- **BRIEF**
Count the lines in the records below that contain the word "could", and give only that number.

- **INFORMATION PROVIDED**
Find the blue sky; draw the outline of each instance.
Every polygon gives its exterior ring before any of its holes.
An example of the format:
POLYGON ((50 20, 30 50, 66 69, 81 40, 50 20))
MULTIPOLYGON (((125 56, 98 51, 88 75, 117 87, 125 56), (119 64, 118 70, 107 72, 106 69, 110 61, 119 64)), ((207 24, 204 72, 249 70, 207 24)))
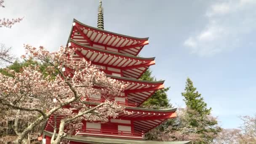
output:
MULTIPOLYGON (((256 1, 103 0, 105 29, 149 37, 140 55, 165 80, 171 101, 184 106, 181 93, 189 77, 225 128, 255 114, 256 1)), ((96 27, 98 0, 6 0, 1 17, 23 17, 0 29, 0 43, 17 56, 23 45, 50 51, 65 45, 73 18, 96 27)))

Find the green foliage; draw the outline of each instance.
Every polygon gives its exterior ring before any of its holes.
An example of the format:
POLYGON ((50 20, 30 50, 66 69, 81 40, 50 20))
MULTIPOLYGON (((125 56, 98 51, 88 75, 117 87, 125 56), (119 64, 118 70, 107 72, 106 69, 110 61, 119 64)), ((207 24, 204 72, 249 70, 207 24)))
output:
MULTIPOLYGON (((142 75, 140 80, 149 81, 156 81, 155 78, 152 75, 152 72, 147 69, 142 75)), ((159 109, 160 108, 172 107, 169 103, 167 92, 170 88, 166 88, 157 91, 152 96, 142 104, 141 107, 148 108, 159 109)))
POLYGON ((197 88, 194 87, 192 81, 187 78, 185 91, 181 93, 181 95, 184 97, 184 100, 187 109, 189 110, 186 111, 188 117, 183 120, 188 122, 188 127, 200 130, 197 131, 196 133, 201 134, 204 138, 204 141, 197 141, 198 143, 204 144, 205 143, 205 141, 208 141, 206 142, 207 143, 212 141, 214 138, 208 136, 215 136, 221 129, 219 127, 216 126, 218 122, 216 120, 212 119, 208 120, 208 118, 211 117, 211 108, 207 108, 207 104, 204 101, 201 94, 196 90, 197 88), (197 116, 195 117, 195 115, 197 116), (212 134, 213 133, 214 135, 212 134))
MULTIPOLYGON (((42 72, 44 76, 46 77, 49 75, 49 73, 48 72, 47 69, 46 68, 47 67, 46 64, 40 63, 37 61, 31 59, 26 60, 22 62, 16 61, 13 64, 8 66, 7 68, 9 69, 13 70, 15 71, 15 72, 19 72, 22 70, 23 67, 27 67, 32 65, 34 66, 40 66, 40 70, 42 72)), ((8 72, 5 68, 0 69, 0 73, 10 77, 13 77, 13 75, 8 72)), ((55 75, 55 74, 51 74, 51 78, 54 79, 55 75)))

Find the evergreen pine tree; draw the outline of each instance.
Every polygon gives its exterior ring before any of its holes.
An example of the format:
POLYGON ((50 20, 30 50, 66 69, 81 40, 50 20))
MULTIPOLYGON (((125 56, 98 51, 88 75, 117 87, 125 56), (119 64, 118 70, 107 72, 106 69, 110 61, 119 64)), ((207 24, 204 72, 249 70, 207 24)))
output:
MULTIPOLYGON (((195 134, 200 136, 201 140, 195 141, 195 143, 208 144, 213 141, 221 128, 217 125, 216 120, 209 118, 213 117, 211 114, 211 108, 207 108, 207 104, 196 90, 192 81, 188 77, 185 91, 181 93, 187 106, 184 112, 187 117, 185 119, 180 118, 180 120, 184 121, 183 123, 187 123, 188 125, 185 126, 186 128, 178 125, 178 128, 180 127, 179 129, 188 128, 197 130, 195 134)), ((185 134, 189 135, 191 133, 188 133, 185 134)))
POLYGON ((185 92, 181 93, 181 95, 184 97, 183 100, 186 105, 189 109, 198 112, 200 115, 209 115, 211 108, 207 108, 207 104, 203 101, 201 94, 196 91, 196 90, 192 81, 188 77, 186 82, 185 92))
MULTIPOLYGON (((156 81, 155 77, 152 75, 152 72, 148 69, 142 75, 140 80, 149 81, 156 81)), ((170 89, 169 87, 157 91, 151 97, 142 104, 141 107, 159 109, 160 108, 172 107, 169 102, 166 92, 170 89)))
--
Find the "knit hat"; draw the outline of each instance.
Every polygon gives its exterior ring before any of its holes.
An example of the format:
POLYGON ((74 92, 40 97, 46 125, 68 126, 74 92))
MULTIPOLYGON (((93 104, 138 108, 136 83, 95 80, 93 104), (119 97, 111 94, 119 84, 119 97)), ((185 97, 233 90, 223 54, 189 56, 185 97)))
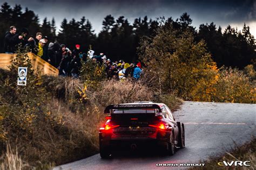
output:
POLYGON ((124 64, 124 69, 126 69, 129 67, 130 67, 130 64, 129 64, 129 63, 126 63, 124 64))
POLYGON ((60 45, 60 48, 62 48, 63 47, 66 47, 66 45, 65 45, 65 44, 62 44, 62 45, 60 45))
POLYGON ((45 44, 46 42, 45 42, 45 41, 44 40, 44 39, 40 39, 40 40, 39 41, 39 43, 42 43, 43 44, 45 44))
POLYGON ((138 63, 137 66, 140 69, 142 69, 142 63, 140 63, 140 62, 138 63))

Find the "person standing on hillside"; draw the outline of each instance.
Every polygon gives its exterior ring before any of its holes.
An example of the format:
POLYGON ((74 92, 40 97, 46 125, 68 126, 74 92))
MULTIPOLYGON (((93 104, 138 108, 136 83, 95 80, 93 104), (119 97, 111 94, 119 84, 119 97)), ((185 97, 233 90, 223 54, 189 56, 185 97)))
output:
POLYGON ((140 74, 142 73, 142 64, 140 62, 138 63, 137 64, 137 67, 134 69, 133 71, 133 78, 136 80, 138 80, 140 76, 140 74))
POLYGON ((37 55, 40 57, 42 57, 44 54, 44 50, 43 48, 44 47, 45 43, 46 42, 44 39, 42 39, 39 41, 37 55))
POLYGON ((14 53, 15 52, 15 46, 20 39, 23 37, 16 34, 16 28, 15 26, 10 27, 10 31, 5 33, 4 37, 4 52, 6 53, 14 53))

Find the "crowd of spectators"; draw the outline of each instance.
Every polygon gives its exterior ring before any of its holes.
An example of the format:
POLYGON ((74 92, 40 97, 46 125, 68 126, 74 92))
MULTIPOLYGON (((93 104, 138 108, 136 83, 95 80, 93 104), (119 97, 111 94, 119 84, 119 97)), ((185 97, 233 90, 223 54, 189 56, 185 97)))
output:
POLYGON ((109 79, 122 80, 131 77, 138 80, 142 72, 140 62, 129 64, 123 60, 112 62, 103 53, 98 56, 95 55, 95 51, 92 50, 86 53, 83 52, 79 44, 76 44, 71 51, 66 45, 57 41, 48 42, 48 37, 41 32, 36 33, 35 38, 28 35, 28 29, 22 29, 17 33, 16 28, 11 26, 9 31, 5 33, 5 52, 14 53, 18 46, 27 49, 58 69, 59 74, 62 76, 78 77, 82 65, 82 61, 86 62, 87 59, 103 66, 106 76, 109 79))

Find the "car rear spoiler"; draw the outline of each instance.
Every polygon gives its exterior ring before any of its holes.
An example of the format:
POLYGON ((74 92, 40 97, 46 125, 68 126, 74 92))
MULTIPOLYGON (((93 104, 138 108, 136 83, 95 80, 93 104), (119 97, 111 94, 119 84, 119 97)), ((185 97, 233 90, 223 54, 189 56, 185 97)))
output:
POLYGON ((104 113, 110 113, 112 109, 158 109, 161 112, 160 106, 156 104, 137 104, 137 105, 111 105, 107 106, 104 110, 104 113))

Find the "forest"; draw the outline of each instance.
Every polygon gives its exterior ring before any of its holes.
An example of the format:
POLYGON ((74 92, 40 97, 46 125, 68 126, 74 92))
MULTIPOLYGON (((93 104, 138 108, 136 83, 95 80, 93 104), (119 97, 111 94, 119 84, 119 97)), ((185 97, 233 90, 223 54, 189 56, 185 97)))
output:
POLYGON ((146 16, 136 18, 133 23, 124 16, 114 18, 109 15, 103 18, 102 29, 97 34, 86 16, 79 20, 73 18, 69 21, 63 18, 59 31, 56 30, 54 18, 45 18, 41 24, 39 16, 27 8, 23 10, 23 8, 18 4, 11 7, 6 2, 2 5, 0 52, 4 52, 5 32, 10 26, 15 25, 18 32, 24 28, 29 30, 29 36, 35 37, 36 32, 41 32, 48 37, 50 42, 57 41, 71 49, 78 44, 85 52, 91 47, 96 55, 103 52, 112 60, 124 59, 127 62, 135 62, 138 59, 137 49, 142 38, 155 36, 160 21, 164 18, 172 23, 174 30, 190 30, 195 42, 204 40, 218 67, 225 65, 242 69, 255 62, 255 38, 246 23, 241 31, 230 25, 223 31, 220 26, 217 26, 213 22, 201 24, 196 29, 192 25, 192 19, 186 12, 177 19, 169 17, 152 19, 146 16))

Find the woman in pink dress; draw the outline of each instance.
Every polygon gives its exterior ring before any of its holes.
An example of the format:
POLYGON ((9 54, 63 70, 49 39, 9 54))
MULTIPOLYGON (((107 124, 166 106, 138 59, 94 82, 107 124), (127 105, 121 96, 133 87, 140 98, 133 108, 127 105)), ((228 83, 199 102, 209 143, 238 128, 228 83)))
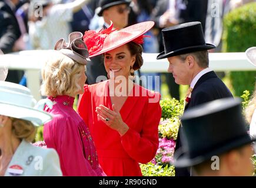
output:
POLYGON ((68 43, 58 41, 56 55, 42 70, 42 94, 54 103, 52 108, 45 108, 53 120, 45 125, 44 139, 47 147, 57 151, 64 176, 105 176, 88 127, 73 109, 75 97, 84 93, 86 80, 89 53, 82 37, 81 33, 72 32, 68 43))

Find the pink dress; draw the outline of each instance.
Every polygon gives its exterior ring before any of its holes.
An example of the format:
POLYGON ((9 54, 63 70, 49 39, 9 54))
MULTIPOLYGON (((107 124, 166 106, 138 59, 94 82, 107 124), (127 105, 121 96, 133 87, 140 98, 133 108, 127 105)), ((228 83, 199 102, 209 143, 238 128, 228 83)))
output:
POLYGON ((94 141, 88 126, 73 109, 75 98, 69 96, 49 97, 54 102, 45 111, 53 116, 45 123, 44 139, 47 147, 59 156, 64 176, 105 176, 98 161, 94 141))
...
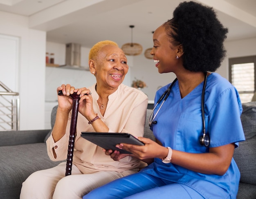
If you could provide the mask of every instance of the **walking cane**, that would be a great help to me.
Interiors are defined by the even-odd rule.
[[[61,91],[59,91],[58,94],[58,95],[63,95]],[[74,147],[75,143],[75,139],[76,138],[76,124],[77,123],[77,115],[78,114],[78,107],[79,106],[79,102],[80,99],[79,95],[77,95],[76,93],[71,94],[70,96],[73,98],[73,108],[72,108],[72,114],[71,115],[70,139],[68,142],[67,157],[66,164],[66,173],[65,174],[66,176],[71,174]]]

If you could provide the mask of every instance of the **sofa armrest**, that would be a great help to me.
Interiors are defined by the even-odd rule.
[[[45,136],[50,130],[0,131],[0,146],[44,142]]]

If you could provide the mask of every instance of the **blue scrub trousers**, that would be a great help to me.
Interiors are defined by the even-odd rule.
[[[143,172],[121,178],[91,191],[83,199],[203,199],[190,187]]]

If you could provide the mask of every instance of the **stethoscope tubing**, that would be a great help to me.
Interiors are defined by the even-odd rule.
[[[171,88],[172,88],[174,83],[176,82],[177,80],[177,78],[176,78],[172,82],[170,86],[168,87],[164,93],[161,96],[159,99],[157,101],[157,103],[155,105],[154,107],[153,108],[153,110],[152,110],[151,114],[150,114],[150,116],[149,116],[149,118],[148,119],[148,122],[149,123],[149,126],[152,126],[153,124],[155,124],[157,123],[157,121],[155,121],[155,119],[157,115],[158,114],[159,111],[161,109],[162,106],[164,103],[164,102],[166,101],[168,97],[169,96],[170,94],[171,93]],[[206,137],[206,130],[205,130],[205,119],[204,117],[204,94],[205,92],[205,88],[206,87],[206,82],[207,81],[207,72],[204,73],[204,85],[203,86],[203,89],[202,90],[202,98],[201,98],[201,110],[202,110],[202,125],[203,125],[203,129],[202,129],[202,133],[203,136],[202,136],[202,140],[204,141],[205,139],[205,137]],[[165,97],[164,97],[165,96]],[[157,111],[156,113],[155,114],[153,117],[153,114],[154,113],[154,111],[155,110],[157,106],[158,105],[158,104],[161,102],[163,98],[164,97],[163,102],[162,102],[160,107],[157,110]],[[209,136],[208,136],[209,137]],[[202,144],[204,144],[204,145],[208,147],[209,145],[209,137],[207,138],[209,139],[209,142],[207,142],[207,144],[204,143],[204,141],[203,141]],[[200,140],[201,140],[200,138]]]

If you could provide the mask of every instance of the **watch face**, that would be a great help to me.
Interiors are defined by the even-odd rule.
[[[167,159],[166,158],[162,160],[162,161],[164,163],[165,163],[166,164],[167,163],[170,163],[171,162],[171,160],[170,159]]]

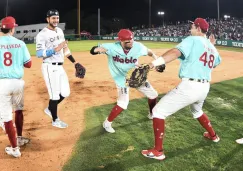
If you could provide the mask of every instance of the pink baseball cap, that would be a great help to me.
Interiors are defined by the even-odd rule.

- **WRITTEN REPLY**
6